-- Objective --
Reproduce each of the following records verbatim, omitting the pictures.

※ ※ ※

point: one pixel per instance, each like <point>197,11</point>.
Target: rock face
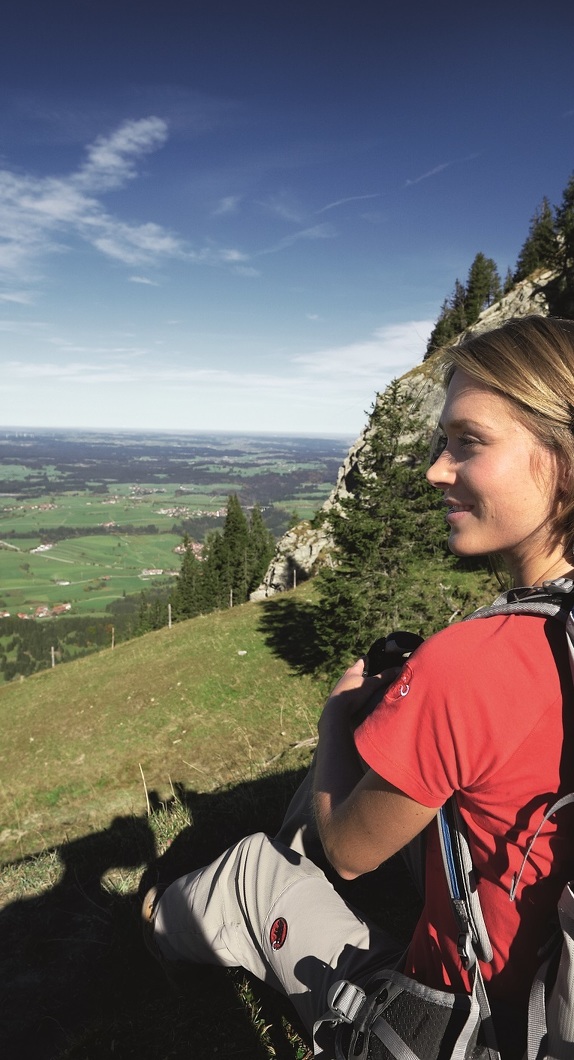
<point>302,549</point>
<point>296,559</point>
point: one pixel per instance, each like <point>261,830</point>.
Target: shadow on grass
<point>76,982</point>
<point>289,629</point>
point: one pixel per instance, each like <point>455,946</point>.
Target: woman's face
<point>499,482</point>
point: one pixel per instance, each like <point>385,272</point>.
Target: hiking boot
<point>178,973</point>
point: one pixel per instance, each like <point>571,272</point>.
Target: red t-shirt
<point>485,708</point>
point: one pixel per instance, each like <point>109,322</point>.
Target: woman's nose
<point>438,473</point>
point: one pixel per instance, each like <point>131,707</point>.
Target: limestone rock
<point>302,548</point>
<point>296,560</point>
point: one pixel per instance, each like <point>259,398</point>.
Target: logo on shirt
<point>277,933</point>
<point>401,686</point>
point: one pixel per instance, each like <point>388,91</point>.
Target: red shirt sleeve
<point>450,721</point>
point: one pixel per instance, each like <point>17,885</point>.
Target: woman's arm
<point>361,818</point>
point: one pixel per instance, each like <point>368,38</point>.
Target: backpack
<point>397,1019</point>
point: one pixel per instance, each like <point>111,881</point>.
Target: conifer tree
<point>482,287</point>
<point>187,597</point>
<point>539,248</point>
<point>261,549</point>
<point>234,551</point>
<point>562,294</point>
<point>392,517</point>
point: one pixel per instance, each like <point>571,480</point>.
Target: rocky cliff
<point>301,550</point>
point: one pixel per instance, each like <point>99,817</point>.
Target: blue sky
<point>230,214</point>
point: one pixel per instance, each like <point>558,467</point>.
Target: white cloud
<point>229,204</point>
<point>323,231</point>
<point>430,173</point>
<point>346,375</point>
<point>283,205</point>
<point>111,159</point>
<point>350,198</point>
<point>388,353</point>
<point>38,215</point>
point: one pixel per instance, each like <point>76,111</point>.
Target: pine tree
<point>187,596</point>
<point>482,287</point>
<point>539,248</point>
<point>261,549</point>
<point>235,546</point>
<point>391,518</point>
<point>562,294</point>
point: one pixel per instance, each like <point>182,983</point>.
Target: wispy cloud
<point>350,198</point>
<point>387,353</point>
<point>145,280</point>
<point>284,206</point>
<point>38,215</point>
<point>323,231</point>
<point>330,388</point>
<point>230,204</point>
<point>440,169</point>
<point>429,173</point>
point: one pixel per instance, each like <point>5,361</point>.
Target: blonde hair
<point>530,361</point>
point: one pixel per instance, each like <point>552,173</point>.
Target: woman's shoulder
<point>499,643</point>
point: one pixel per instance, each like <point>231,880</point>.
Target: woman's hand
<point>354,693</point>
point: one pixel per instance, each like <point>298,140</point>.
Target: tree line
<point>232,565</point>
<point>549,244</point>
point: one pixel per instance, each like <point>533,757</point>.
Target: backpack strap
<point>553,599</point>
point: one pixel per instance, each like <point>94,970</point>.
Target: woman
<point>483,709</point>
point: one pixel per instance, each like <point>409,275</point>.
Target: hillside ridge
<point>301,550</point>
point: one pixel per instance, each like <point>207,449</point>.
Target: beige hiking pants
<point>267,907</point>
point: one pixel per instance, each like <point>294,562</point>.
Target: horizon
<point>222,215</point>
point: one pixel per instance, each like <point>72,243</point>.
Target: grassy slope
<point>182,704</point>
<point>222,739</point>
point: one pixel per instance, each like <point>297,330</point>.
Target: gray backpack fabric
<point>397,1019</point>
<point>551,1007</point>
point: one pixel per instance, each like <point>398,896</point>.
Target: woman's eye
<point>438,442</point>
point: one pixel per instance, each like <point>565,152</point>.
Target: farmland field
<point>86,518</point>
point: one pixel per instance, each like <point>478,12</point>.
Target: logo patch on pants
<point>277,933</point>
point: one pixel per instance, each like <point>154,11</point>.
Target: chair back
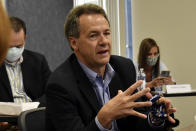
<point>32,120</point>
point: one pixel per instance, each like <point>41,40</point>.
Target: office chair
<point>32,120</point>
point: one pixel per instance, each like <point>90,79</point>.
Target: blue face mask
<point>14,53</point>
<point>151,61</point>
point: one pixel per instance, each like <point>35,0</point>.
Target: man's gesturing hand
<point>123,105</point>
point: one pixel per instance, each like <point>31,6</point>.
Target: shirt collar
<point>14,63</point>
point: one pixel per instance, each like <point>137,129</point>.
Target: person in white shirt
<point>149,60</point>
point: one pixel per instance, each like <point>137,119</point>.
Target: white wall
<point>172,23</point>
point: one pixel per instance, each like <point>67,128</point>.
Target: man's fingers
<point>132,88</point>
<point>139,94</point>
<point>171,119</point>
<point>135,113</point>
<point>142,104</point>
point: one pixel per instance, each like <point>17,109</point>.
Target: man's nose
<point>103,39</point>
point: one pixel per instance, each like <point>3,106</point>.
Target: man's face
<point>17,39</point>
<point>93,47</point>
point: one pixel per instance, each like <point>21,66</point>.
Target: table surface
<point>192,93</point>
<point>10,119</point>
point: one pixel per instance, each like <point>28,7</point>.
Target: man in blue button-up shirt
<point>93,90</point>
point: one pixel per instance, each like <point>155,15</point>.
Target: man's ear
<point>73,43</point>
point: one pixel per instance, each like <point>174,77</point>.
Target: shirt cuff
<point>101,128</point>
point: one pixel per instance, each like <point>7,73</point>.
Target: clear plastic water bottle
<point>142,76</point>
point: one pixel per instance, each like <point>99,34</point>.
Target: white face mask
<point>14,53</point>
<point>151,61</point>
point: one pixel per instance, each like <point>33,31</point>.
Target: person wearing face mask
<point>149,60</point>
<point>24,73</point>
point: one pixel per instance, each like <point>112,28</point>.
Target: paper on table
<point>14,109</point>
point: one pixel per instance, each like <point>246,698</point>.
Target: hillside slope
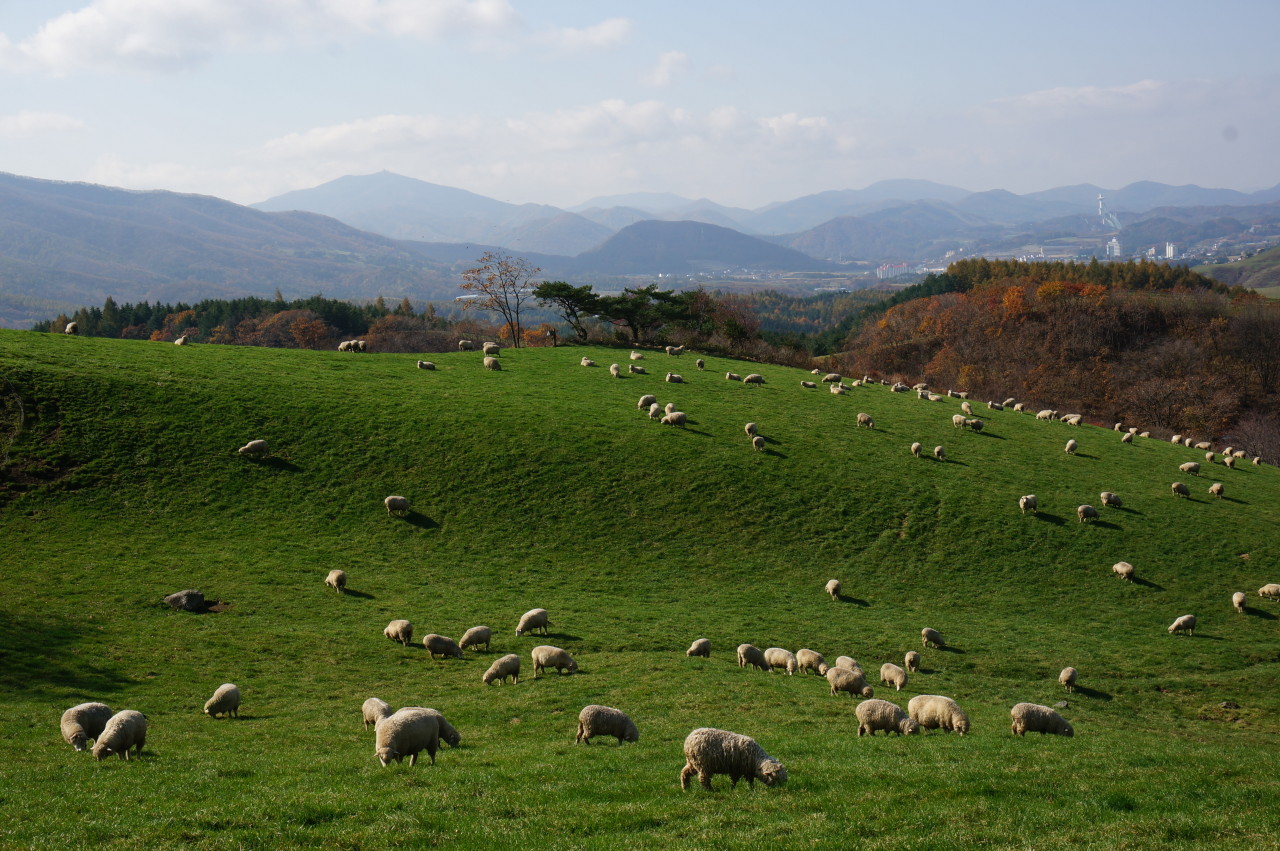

※ ※ ※

-- Task result --
point: one pixel per instance, each like <point>197,11</point>.
Target: rock face
<point>302,549</point>
<point>296,559</point>
point: one pixel per instance, each like <point>261,830</point>.
Target: shadow on grass
<point>76,982</point>
<point>289,629</point>
point: one pixel per instance, each like <point>455,946</point>.
Target: woman's face
<point>499,482</point>
point: one pixel per instance, each like <point>385,272</point>.
Target: hiking boot
<point>178,973</point>
point: one pixel per instance, each like <point>571,272</point>.
Target: red t-shirt
<point>485,708</point>
point: one pixel per instance, each like <point>109,322</point>.
Target: woman's nose
<point>438,473</point>
point: one pixel per instance, each like <point>131,707</point>.
Target: limestone rock
<point>302,548</point>
<point>296,560</point>
point: one pixel per instance, each like <point>259,398</point>.
Target: logo on shirt
<point>277,933</point>
<point>401,686</point>
point: one pixel per instance, each like <point>388,91</point>.
Target: red shirt sleeve
<point>450,721</point>
point: one pixel per instance, each like <point>17,885</point>.
Target: woman's arm
<point>361,818</point>
point: one pixel per instance, each like <point>368,38</point>.
Target: backpack
<point>397,1019</point>
point: one pixel per instance, each like <point>111,881</point>.
Target: conifer tree
<point>482,287</point>
<point>187,597</point>
<point>539,248</point>
<point>261,549</point>
<point>234,551</point>
<point>562,294</point>
<point>392,517</point>
point: one pixel per instance, each like <point>571,480</point>.
Target: rocky cliff
<point>301,550</point>
point: one pixel per instance, each like <point>99,817</point>.
Target: blue sky
<point>230,214</point>
point: one pixel per instance, each like <point>558,467</point>.
Target: white cloud
<point>229,204</point>
<point>323,231</point>
<point>430,173</point>
<point>346,375</point>
<point>283,205</point>
<point>111,159</point>
<point>350,198</point>
<point>388,353</point>
<point>38,215</point>
point: one pixel per instance, each like <point>76,111</point>.
Target: pine tree
<point>187,596</point>
<point>482,287</point>
<point>539,248</point>
<point>261,549</point>
<point>235,546</point>
<point>391,518</point>
<point>562,294</point>
point: one pixel per instance, each like <point>182,983</point>.
Target: wispy cloud
<point>350,198</point>
<point>387,353</point>
<point>145,280</point>
<point>284,206</point>
<point>38,215</point>
<point>323,231</point>
<point>330,388</point>
<point>230,204</point>
<point>440,169</point>
<point>429,173</point>
point: one pixel per instance, each like <point>5,361</point>.
Target: blonde hair
<point>530,361</point>
point: one pixel per instance, each like <point>552,173</point>.
Target: woman's shoulder
<point>499,643</point>
point: one pixel per instance, each like <point>231,880</point>.
Target: woman's hand
<point>354,693</point>
point: one pixel per instance, each like <point>298,140</point>.
Target: tree line
<point>232,565</point>
<point>549,244</point>
point: one pixel per instance, each like <point>533,757</point>.
Target: backpack strap
<point>553,599</point>
point: one pixel per instance, each like <point>94,970</point>.
Target: woman
<point>483,709</point>
point: one pixel per instance, each like <point>409,275</point>.
Target: hillside ridge
<point>301,550</point>
point: one pixel per instance, each like <point>207,449</point>.
Target: beige hiking pants
<point>267,907</point>
point: one pixel per instance, each like <point>294,562</point>.
Target: horizon
<point>222,215</point>
point: one pixel per instance, each like <point>72,243</point>.
Target: grassy slope
<point>182,704</point>
<point>222,739</point>
point: one pixel per instance, each like <point>297,330</point>.
Target: gray backpack fabric
<point>397,1019</point>
<point>551,1007</point>
point: one pixel per instance, each like <point>398,896</point>.
Target: woman's eye
<point>438,442</point>
point: one pixel per instance, each like <point>565,152</point>.
Target: farmland field
<point>86,518</point>
point: one pixel per instance, each like <point>478,12</point>.
Target: logo patch on pants
<point>277,933</point>
point: one pixel per instance, each like <point>154,11</point>.
Target: chair back
<point>32,120</point>
point: one pixel per instance, each like <point>41,40</point>.
Target: office chair
<point>32,120</point>
point: one pixel per instance, each like <point>90,79</point>.
Target: blue face mask
<point>14,53</point>
<point>151,61</point>
point: one pixel per instance, each like <point>35,0</point>.
Target: man's gesturing hand
<point>123,105</point>
point: one pixel per instance, each like <point>31,6</point>.
Target: shirt collar
<point>14,63</point>
point: one pixel per instance, each like <point>137,129</point>.
Target: person in white shirt
<point>149,60</point>
point: one pixel per instance, each like <point>137,119</point>.
Target: white wall
<point>172,23</point>
point: one pixel per instance, each like <point>67,128</point>.
Target: man's fingers
<point>132,88</point>
<point>139,94</point>
<point>171,119</point>
<point>135,113</point>
<point>142,104</point>
point: one pixel per instance, each like <point>17,109</point>.
Target: man's nose
<point>103,39</point>
point: one pixel per instance, each like <point>3,106</point>.
Target: man's face
<point>17,39</point>
<point>93,47</point>
point: one pixel per instance, each like <point>21,66</point>.
Target: table surface
<point>192,93</point>
<point>10,119</point>
point: one pixel per instance, each like <point>28,7</point>.
Target: man in blue button-up shirt
<point>93,90</point>
point: one pixel per instance, each like <point>155,15</point>.
Target: man's ear
<point>73,43</point>
point: one pixel per instance, each like <point>174,77</point>.
Target: shirt cuff
<point>101,128</point>
point: one pixel per instance, each like <point>7,73</point>.
Target: clear plastic water bottle
<point>142,76</point>
point: one pixel per instance, each like <point>99,34</point>.
Target: white face mask
<point>14,53</point>
<point>151,61</point>
point: one pixel per instance, each like <point>33,31</point>.
Target: person wearing face mask
<point>149,60</point>
<point>24,73</point>
point: one pixel per instance, each like <point>112,28</point>.
Target: paper on table
<point>14,109</point>
point: one pixel per instance, each like <point>246,698</point>.
Target: hillside slope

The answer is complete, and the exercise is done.